Written task: Copy each of the following items word for word.

(Some records)
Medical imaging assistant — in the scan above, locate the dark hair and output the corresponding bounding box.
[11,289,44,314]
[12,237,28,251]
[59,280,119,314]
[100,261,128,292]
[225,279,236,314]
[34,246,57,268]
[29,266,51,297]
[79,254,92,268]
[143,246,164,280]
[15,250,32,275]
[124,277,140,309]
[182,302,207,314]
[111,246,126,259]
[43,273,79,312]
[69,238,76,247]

The answer:
Medical imaging assistant — in the scan above, locate the dark hair and output the corresponding bounding box.
[11,289,44,314]
[12,237,28,251]
[59,280,119,314]
[100,261,128,292]
[225,279,236,314]
[34,246,57,268]
[29,266,51,297]
[79,254,92,268]
[143,246,164,280]
[15,250,32,275]
[124,277,140,309]
[182,302,207,314]
[111,246,126,259]
[43,273,79,312]
[69,238,76,247]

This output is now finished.